▶ _What you need to do_
Can you quote all of the data below word for word, from the first line to the last?

▶ _Data supplied_
+-------+
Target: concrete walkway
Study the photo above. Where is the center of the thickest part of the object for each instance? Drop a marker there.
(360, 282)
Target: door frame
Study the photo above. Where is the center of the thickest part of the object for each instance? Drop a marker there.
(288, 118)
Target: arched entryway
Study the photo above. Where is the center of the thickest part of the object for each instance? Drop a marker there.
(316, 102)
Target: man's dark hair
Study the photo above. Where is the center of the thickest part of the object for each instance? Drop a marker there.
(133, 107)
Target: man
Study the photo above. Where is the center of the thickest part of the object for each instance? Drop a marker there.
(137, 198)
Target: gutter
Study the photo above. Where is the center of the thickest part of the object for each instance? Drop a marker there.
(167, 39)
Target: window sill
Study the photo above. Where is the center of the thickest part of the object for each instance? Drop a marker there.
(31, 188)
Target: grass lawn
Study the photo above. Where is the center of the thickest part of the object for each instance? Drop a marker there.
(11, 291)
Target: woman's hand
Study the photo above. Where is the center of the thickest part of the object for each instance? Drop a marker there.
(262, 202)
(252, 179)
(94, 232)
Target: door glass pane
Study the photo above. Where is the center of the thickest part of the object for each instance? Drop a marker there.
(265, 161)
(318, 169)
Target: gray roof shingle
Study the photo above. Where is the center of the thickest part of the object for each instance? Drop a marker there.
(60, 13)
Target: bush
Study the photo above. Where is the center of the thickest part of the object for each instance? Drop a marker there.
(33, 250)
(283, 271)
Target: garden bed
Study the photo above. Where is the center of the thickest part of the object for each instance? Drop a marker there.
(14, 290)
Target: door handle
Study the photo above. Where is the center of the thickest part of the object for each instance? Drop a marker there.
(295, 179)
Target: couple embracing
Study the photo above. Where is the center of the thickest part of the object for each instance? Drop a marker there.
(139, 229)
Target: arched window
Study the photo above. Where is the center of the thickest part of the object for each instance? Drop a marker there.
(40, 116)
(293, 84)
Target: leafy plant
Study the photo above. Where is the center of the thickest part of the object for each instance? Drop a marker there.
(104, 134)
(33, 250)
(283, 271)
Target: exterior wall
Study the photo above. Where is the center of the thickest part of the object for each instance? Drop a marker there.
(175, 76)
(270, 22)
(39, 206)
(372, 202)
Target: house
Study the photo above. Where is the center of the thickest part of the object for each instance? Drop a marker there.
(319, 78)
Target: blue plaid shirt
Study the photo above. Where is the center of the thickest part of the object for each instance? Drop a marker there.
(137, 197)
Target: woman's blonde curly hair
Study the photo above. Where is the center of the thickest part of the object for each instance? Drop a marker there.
+-------+
▶ _Exercise solution_
Target: concrete walkway
Study the photo above. Where is the center of the thickest part of the object for each instance? Drop a marker there.
(360, 282)
Target: door frame
Study the photo above. Where is the center of the thickest part of the object for each instance? Drop a marker there.
(288, 118)
Target: arched entryway
Study the photo above. Where is the center of the thickest part of the object for each instance? Drop a marker there.
(316, 102)
Target: man's dark hair
Study the photo above. Where is the center of the thickest part of the object for each instance? Drop a marker there.
(133, 107)
Target: man
Study the photo above. Where is the center of the thickest part of the object for each instance? Drop a marker there.
(137, 198)
Target: gutter
Study the photo above. Where is the center of the thickest part of the object for each instance? Drop a marker there.
(167, 39)
Target: window sill
Study the photo above. Where is the center of the thickest part of the object for each instance? Drop a marker there.
(31, 188)
Target: grass lawn
Study the photo above. Where is the center of the thickest part of the object for each instance? Drop a marker there.
(11, 291)
Target: woman's hand
Study the photo above. Where is the center of the thickest part of the object for each instance? Drop a marker there.
(262, 202)
(252, 179)
(94, 232)
Target: door glass pane
Study the photo above. Where is the center of the thickest part of the object for each instance? Drop a marker there.
(265, 161)
(318, 169)
Target: gray roof shingle
Study the photo above. Where is the center of the thickest part of the object for each instance? Drop a marker there.
(60, 13)
Target: bush
Study the photo above. Where is the center of the thickest part of the object for each instance? Drop a marker there.
(33, 250)
(283, 271)
Target: garden bed
Study the photo above. Where is the center of the thickest part of the object for each instance? Drop a marker there.
(14, 290)
Target: door handle
Study the photo above. Where is the center of the thickest part of the object for each instance? Drop a marker there.
(295, 179)
Target: couple embracing
Study the photo above. Where is the center of the thickest part of the object for each instance? Drop a marker there.
(139, 229)
Target: arched window
Study the photo above. Where is the center of the thickest part of the object for each instance? Drop a marker there.
(40, 116)
(293, 84)
Target: leafy plant
Study the photo above. Where is the center of the thickest part of the object for each instance? Drop a marker there.
(104, 134)
(33, 250)
(283, 271)
Target: exterior wall
Study the photo above. Where is the center of the thickest part of the object for each instance? Drop a marker there.
(175, 76)
(270, 22)
(39, 206)
(372, 202)
Target: house
Study the photo above. Where is the center of the thickest part of the object for each instance? Drop a marker there.
(319, 78)
Target: blue plaid shirt
Study the photo above. Where is the center of the thickest part of the object for each instance? Drop a marker there.
(137, 197)
Target: woman's blonde curly hair
Study the photo above. Where is the center of the thickest part of the object for each instance? Drop a marker there.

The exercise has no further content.